TEXT PASSAGE:

------------------------------------------------------------------------

B. Helmersson, Outokumpu, Avesta, Sweden
Pitting corrosion can seriously impact the service life of stainless steel components in hydrocarbon processing applications. The risk of this localized attack increases as the temperature increases. Therefore, measuring the critical pitting temperature (CPT) at which corrosion starts can help design engineers compare the likely performance of different stainless steel grades.
Unlike yield strength, the CPT is not an inherent material property. Its value can vary considerably depending on factors such as the test environment, methodology and how the specimens are prepared. However, the CPT is useful for ranking and comparing different materials’ resistance to pitting corrosion in a clearly defined environment. It can evaluate different variants of the same stainless steel grades, surface finishes, slight differences in chemical composition, heat treatment or any other material variations.

------------------------------------------------------------------------

WORK TO DO:
a - Copy the pitting corrosion passage starting at "Unlike yield strength, the" and ending at "other material variations.", switching "CPT" to "critical pitting temperature".
b - Extend the pitting corrosion passage by writing what comes after its last sentence.
The pitting corrosion passage can be handled without consulting the listing.

------------------------------------------------------------------------

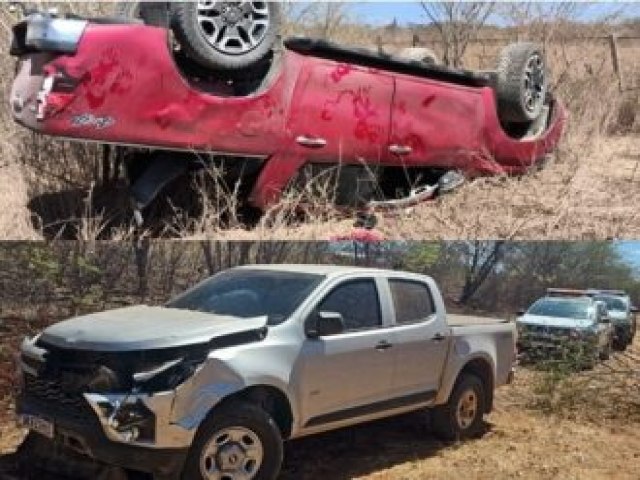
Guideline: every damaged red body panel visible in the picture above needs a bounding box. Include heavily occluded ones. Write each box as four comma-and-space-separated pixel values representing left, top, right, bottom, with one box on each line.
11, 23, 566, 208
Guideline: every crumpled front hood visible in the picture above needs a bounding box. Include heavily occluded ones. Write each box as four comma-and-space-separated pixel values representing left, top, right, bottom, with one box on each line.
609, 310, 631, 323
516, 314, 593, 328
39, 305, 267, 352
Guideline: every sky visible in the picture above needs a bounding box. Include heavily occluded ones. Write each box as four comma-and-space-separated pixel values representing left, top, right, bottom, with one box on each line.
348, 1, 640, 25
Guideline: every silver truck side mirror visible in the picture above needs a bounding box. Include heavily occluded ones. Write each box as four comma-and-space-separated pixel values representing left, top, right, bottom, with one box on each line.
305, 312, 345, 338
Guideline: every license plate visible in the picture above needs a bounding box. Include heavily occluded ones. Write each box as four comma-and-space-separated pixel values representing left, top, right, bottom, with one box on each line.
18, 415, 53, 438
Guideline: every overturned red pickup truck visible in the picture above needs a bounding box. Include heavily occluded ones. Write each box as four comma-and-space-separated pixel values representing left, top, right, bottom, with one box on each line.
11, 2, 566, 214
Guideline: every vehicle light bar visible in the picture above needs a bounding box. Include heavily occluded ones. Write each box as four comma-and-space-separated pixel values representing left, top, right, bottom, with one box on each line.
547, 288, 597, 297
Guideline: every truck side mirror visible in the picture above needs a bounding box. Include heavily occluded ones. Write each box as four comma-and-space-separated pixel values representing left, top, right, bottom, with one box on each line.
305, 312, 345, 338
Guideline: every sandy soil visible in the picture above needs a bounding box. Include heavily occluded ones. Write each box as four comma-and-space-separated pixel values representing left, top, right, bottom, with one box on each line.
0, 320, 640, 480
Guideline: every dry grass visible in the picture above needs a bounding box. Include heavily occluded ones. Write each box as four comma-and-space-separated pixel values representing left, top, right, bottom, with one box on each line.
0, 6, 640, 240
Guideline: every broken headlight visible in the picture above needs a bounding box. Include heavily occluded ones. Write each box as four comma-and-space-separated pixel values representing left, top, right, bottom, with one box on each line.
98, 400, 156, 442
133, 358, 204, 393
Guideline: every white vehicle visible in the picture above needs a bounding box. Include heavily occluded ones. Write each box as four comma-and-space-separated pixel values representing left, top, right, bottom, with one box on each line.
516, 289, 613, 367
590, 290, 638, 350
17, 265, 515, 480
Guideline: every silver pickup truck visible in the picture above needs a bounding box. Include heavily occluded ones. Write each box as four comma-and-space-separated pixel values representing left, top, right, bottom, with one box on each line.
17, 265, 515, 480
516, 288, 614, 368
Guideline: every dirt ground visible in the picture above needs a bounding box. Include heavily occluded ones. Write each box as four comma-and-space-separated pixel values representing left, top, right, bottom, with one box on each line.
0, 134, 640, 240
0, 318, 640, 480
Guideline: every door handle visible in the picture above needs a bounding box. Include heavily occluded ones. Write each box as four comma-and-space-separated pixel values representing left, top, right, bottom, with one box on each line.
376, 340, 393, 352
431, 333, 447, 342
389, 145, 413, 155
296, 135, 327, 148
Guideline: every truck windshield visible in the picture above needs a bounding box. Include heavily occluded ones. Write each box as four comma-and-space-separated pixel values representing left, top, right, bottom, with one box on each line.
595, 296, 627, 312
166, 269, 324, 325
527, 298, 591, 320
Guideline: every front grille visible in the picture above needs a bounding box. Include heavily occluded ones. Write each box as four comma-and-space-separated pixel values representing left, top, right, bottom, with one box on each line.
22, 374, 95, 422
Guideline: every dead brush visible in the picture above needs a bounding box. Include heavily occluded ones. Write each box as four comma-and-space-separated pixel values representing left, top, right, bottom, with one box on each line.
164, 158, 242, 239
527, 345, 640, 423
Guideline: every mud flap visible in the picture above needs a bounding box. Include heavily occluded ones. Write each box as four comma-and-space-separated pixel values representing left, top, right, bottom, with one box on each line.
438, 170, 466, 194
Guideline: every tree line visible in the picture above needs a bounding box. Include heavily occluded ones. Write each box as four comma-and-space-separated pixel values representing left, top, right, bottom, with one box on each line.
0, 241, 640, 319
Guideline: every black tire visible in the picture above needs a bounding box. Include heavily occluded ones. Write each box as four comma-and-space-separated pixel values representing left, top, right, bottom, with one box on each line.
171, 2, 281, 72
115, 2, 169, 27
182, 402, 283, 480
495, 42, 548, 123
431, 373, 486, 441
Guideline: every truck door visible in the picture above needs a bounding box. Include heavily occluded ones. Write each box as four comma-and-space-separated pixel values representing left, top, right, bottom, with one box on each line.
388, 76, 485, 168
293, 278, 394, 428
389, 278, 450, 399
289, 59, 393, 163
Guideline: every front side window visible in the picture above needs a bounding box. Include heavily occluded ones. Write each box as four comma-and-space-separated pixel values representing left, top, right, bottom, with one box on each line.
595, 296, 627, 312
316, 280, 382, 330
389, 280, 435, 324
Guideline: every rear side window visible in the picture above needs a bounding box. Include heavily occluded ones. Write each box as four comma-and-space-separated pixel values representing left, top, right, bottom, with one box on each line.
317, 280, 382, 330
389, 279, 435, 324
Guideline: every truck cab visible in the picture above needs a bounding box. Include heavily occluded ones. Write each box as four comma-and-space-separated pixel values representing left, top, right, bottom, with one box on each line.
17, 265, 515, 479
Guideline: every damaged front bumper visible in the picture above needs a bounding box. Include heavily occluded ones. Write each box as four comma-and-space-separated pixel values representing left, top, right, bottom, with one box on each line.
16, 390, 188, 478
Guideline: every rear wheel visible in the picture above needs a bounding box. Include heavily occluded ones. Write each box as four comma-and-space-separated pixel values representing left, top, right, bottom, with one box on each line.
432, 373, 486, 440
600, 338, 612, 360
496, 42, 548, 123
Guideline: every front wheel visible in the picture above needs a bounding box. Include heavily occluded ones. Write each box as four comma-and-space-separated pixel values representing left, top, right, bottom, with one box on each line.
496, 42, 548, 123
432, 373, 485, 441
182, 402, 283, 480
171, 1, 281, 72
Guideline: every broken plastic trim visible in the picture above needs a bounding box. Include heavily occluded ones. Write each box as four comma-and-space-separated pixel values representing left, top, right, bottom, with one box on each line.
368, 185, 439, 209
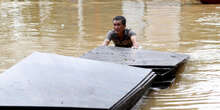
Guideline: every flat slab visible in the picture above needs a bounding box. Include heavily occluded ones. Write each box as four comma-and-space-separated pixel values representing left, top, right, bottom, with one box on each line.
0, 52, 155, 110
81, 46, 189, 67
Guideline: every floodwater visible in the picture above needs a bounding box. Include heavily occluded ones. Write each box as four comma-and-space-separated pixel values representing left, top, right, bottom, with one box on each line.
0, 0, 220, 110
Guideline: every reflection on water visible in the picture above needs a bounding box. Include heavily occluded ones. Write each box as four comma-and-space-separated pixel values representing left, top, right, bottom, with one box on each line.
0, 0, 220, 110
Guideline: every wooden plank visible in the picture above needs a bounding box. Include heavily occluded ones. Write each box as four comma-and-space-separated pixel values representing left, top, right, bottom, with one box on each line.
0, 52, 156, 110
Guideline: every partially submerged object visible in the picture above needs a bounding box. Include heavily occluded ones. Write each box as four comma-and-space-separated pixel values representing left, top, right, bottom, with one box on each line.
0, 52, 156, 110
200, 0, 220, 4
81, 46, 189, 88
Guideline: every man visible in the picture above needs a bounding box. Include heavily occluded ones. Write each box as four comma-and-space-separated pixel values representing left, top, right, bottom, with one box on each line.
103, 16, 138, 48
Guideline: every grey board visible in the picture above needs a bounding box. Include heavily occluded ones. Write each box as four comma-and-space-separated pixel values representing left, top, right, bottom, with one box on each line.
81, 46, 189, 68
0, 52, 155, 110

------------------------------------------------------------------------

FINAL ANSWERS:
a -
Unlike yield strength, the critical pitting temperature is not an inherent material property. Its value can vary considerably depending on factors such as the test environment, methodology and how the specimens are prepared. However, the critical pitting temperature is useful for ranking and comparing different materials’ resistance to pitting corrosion in a clearly defined environment. It can evaluate different variants of the same stainless steel grades, surface finishes, slight differences in chemical composition, heat treatment or any other material variations.

b -
CPT testing shows what happens to the corrosion resistance when the material is changed. A higher CPT value will show that one stainless steel grade will perform better than a lower-value grade; however, the value cannot be used directly to predict performance in a real-world application.
What is pitting corrosion? Stainless steel gets corrosion resistance from a thin, invisible, insoluble layer of chromium, iron oxides and hydroxides that form spontaneously on the surface. This passive layer is only a few nanometers thick, but it effectively keeps the metal underneath isolated from its surroundings. This means the electrochemical reactions that cause corrosion are slowed to a fraction of what they would be without the passive layer. Moreover, it reforms spontaneously if the metal beneath the passive layer is exposed, such as by mechanical damage or scratches.
Some environments can cause the permanent breakdown of the passive layer, causing corrosion on the unprotected surface. In uniform corrosion, this breakdown is widespread. In contrast, pitting and crevice corrosion occurs through the localized breakdown of the passive film. In many practical situations, stainless steel corrosion failure occurs due to this localized attack.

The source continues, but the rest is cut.